-- start of Passage to read --
I used to be afraid of them. Sat and watched one spin its web once and frankly any creature that can create something like that is beautiful. Nothing but spider respect now.


----------



## Jennywocky (Aug 7, 2009)

Conflicted. I have a visceral fear response to them, I just get creeped out regardless of how much I learn.

However, I'm also kind of counter-phobic and feel a compulsion to observe their behavior as long as I know they can't/won't touch me. They's unsettling and fascinating all at once.


----------



## Empty (Sep 28, 2011)

I can't help but feel a bit sad for those who have an intrinsic fear of spiders now. =(


----------



## Scelerat (Oct 21, 2012)

I have a deal with them, as long as I don't see them I won't go looking. If I see them, they die.


----------



## geekofalltrades (Feb 8, 2012)

Spiders are bros. When I see them in my house, I give them non-gender-specific names (Sam, Pat, Morgan, etc), because who can tell, with spiders?

The only exception is when they try to get in bed with me. It's happened a couple times. We used to have Giant House Spiders (up to four inches across, legs included) in my house, and I woke up one morning to find that one had crawled into bed with me. Don't worry, it wasn't alive. At some point in the night, I rolled over and smashed it onto my pillow with my face.


----------



## Jax (Jun 30, 2012)

I have to agree with Jennywocky here. I have the strangest relationship with spiders. On one hand, they really are fascinating creatures. They are fantastic predators and it really is a joy to watch them work. One day I want to find a spider weaving a web and just dedicate a day to watching the process. They are also indeed useful housemates in that they do keep other pests away.

Still, I do have a knee-jerk reaction of fear towards them. It's something encoded in us, I believe. I see one near me, I do freak out a little. I don't kill them, though. I just shoo the fellows off on their own business. Now, you put it behind glass and I will observe it up close all day long. It is the thought of them crawling on my skin that freaks me out. Take away that and we're good.

So, in short: Yeah, Spiderbro and me are cool, but they really need to learn about my personal bubble.


----------



## MegaTuxRacer (Sep 7, 2011)

What if you have 2000 spiders?


----------



## braided pain (Jul 6, 2012)

MegaTuxRacer said:


> What if you have 2000 spiders?


We're gonna need a bigger broom.
-- end of Passage to read --
Continue the forum thread about spiders from the point at which it ends. The lines after this note come from a separate, unrelated source.
-- start of Information given --
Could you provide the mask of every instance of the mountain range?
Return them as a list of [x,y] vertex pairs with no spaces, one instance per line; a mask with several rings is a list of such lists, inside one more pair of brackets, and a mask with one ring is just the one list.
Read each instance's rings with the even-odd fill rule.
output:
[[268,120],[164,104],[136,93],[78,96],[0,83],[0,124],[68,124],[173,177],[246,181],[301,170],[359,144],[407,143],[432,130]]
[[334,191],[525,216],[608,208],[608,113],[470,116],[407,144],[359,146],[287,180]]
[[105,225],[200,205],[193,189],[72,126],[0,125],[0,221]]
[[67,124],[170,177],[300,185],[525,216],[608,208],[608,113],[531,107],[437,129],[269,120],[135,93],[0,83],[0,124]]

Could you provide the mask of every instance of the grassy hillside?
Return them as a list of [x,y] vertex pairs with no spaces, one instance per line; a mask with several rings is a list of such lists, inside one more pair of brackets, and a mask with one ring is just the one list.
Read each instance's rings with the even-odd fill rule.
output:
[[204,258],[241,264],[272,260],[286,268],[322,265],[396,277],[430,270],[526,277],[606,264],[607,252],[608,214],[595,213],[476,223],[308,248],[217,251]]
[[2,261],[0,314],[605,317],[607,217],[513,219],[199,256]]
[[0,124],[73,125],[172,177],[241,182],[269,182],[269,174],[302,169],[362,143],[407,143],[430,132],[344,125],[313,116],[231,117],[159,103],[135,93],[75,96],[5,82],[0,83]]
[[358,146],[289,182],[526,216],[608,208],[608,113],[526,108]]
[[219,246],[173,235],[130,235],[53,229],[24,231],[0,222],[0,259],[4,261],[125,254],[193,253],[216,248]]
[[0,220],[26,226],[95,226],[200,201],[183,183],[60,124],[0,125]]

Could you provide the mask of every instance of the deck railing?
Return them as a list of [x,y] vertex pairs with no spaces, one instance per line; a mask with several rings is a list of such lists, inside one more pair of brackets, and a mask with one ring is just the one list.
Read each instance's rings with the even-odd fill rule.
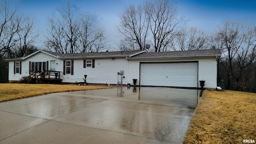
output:
[[[51,72],[53,72],[54,74],[51,74]],[[53,70],[43,70],[41,72],[38,72],[35,70],[30,70],[30,74],[28,76],[28,83],[30,82],[30,80],[34,78],[36,79],[36,84],[38,84],[39,82],[42,80],[42,79],[60,79],[60,72],[56,71]],[[45,76],[48,76],[46,77]],[[51,76],[54,76],[54,77],[51,77]]]

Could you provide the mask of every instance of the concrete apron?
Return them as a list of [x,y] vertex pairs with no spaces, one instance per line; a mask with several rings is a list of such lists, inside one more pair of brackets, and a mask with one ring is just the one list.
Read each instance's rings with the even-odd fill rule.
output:
[[119,87],[1,102],[0,143],[182,143],[200,90]]

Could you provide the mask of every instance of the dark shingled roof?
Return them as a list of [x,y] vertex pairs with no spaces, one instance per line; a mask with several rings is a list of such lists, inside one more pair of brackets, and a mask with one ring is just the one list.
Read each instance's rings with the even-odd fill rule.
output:
[[58,52],[52,52],[52,51],[49,51],[49,50],[42,50],[44,51],[45,52],[48,53],[50,54],[52,54],[52,55],[54,55],[56,56],[59,56],[60,57],[61,57],[65,55],[65,54],[62,54]]
[[221,53],[220,49],[212,49],[203,50],[144,52],[132,56],[131,58],[174,58],[210,56],[220,56],[221,55]]
[[120,56],[126,57],[129,55],[134,54],[137,52],[143,51],[143,50],[135,50],[130,51],[124,51],[117,52],[88,52],[85,53],[75,53],[63,54],[57,52],[52,52],[49,51],[43,50],[46,52],[54,55],[60,56],[60,58],[86,58],[87,57],[111,57],[111,56]]

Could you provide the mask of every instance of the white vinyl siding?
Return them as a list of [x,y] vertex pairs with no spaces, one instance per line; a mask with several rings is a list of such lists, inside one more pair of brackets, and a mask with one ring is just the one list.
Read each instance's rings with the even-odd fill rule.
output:
[[66,61],[66,74],[71,74],[71,61]]
[[91,67],[92,64],[92,60],[86,60],[86,67]]
[[15,72],[16,74],[20,73],[20,62],[16,62],[15,67]]
[[[124,58],[116,58],[112,60],[112,58],[95,59],[95,68],[83,68],[84,60],[74,60],[74,75],[66,74],[62,78],[63,82],[83,82],[84,75],[87,75],[86,81],[89,83],[117,84],[117,72],[124,70],[124,78],[123,84],[127,83],[128,72],[127,60]],[[118,80],[120,81],[120,76]]]
[[[61,63],[60,62],[63,61],[62,60],[60,60],[56,59],[54,57],[50,56],[48,54],[42,52],[39,52],[34,55],[22,61],[22,66],[21,70],[21,74],[17,74],[19,73],[16,73],[16,74],[13,74],[13,67],[14,66],[13,62],[9,62],[9,81],[19,81],[22,76],[27,76],[29,75],[29,62],[46,62],[48,61],[50,62],[50,60],[56,60],[56,62],[59,64],[57,65],[58,67],[58,70],[62,72],[61,74],[62,75],[62,71],[63,69],[63,63]],[[19,60],[20,61],[20,60]],[[60,64],[62,64],[62,66]],[[31,62],[31,66],[32,63]],[[62,70],[61,70],[62,68]]]
[[204,88],[217,86],[217,62],[215,58],[205,59],[198,62],[198,87],[199,80],[205,80]]

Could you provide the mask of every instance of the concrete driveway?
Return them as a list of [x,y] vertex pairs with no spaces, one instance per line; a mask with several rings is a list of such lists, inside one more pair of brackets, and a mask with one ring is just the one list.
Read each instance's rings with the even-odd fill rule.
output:
[[182,143],[200,92],[119,87],[1,102],[0,143]]

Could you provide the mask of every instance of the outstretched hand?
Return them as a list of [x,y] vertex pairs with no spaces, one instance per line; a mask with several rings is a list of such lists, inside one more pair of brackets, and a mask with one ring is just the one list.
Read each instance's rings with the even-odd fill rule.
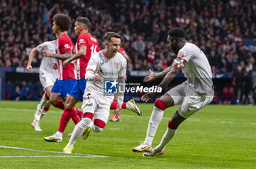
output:
[[67,59],[65,60],[63,63],[62,63],[62,66],[63,66],[63,68],[65,68],[66,65],[69,63],[70,63],[70,60],[69,59]]
[[151,69],[149,69],[149,72],[150,72],[150,74],[148,76],[146,76],[144,78],[144,79],[143,79],[144,82],[148,82],[153,81],[154,74]]
[[120,112],[121,111],[121,104],[118,103],[116,106],[116,109],[114,111],[113,114],[117,118],[120,115]]
[[101,83],[102,83],[102,79],[100,78],[100,76],[99,76],[99,69],[98,69],[98,71],[97,71],[97,73],[94,74],[94,80],[97,83],[101,84]]
[[45,48],[42,50],[42,53],[45,57],[53,57],[53,54],[50,52],[50,51]]
[[149,99],[152,98],[156,95],[157,93],[147,93],[141,97],[141,100],[148,102]]

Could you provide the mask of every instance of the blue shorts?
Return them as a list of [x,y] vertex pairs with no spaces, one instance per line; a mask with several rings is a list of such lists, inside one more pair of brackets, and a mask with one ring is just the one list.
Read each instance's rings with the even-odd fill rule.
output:
[[69,95],[73,96],[74,98],[83,100],[83,95],[86,87],[86,82],[87,81],[84,78],[77,80],[73,86],[73,88],[69,93]]
[[73,87],[76,79],[67,79],[67,80],[59,80],[58,79],[54,83],[50,93],[59,93],[59,96],[65,98]]

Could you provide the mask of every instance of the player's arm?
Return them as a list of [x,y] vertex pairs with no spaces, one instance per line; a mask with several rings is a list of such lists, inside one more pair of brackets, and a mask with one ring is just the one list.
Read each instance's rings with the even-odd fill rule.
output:
[[30,52],[29,55],[28,65],[26,66],[26,68],[27,71],[32,71],[32,66],[31,66],[32,60],[37,52],[38,52],[37,47],[34,47]]
[[50,50],[44,49],[42,51],[42,55],[44,56],[46,56],[46,57],[51,57],[51,58],[54,58],[59,59],[61,60],[64,60],[69,59],[72,57],[72,51],[68,51],[68,52],[65,52],[64,55],[61,55],[61,54],[52,53],[52,52],[50,52]]
[[[157,86],[157,87],[165,88],[168,85],[168,84],[176,76],[176,75],[180,71],[180,69],[172,64],[170,71],[165,75],[165,78],[162,79],[162,82]],[[142,100],[143,101],[148,101],[149,99],[153,98],[157,95],[157,93],[147,93],[142,96]]]
[[121,68],[118,72],[118,81],[119,90],[118,93],[117,106],[116,110],[113,111],[116,117],[118,117],[121,111],[121,105],[124,103],[124,96],[125,91],[125,78],[127,74],[127,60],[124,60],[122,63]]
[[68,63],[69,63],[70,62],[79,59],[80,58],[86,55],[86,50],[87,50],[87,47],[86,46],[81,46],[79,49],[79,51],[78,53],[76,53],[75,55],[72,55],[70,58],[67,59],[64,63],[63,63],[63,66],[65,67],[65,66]]
[[85,75],[86,80],[87,81],[95,81],[97,83],[101,84],[102,79],[99,75],[99,70],[97,69],[99,62],[96,57],[91,58],[86,68],[86,72]]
-- end of Information given --
The response:
----------



## Cathartes (Jul 8, 2013)

Nope nope nope. I understand how illogical it is to fear something so small and harmless (where I live in Canada they're not poisonous or anything), and I understand that it's mostly "fear of the unknown" and all that, and I don't mind the "idea" of spiders, or information about them, I think they're amazing and necessary in the world (theoretically), so long as I can't SEE them and they don't come anywhere near me. I think it's because I already have trypophobia, so all those eyes and legs, their general behaviour and appearance, egg sacks and all that, I just can't. They're just... chaotic. Their existence is chaotic, to me. They're like little clusterfucks of eyes and legs and nests and they ball up sometimes when they're scared or whatever and ughhhh no. It's just too much going on, and then they move so quickly...

So naturally my house is full of them. I know people with mice in their house, snakes, bats, nope, I've got spiders. I'd take ANYTHING else, and the divine fate of the world or whatever gave me spiders.


----------



## Bahburah (Jul 25, 2013)

Supposedly your always within 3 feet of a spider.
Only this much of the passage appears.